_Exercise brief_
Pull out every one of the lines below word for word, and leave the pictures out of your answer.

(Outline annotation lines)
Begin
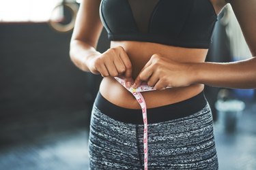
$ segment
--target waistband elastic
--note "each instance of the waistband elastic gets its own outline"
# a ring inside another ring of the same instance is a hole
[[[193,114],[205,107],[207,100],[203,90],[190,99],[170,105],[147,109],[147,123],[171,120]],[[143,124],[141,109],[128,109],[116,105],[98,92],[95,105],[104,114],[120,122]]]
End
_The answer_
$ segment
--target waistband elastic
--note "each instance of the waistband elastic gets its own outline"
# a ring inside another ring of the same instance is a hole
[[[193,114],[205,107],[207,100],[203,90],[190,99],[170,105],[147,109],[147,123],[171,120]],[[143,124],[141,109],[128,109],[116,105],[98,92],[95,105],[104,114],[120,122]]]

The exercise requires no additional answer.